### [Your task]
Reproduce the entries below word for word, from the line containing "664, row 702." up to and including the final line of the entries.

### [Records supplied]
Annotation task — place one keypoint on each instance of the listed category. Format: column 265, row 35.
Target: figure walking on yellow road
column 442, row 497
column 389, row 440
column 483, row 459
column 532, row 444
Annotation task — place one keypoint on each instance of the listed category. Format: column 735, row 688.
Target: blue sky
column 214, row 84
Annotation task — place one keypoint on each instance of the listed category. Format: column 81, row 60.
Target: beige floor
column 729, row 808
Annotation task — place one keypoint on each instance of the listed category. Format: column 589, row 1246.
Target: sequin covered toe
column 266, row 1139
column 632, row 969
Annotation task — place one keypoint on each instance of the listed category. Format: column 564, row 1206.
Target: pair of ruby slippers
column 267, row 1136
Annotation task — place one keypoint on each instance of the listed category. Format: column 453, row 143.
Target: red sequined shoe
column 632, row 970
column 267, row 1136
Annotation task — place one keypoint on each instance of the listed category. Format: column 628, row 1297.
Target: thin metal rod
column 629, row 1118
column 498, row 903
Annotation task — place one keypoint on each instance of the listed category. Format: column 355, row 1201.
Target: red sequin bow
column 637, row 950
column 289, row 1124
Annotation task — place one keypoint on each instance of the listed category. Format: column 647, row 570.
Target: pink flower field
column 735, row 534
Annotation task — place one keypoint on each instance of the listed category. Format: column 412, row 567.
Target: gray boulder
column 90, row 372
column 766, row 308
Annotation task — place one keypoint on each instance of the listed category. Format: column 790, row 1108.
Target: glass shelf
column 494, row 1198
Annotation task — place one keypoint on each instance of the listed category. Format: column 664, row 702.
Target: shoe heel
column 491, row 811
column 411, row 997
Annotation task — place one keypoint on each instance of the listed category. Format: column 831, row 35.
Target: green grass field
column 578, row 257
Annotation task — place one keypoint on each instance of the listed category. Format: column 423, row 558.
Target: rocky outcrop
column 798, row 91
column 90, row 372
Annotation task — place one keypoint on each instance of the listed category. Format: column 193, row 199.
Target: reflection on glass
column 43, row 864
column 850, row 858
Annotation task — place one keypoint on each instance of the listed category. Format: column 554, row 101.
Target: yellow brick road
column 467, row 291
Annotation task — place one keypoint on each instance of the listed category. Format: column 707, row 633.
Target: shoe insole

### [Finished exercise]
Annotation task — place one keypoint on each instance of the listed category. Format: column 664, row 702.
Target: shoe heel
column 491, row 811
column 411, row 997
Annotation task — place one keypoint on each instance of the listed category. Format: column 831, row 35.
Target: green grass field
column 578, row 257
Annotation task — place one keypoint on each instance of the listed category. Format: column 423, row 558.
Target: rocky outcrop
column 798, row 91
column 90, row 372
Annotation task — place one keypoint on each instance of the listed category. Format: column 193, row 199.
Target: reflection on glass
column 43, row 864
column 850, row 858
Annotation task — place one keypoint on each instance of the listed category. Format: column 554, row 101.
Target: yellow brick road
column 467, row 291
Annotation task — place one keypoint on each instance of the listed category. Format: column 707, row 633.
Target: shoe insole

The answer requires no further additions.